━━ Task material

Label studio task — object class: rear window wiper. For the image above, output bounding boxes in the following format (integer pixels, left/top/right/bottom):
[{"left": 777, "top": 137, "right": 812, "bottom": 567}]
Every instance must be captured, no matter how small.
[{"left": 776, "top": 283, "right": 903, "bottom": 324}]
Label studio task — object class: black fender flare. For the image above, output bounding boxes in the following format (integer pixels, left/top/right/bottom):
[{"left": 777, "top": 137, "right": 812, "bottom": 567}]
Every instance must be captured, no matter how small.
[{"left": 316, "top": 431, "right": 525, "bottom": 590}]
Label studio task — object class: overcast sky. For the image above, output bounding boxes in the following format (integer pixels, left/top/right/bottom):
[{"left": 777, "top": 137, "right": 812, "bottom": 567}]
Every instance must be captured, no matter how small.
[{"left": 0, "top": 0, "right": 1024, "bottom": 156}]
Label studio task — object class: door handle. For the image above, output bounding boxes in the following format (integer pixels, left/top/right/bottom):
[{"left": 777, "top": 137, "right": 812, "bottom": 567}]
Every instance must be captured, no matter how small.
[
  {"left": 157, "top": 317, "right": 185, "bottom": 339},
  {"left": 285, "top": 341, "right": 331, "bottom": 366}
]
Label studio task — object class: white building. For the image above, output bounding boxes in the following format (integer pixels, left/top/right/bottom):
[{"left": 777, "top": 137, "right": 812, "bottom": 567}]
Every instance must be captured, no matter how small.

━━━━

## The exercise
Count the lines in the rows above that contain the string "integer". Give only the number.

## Task output
5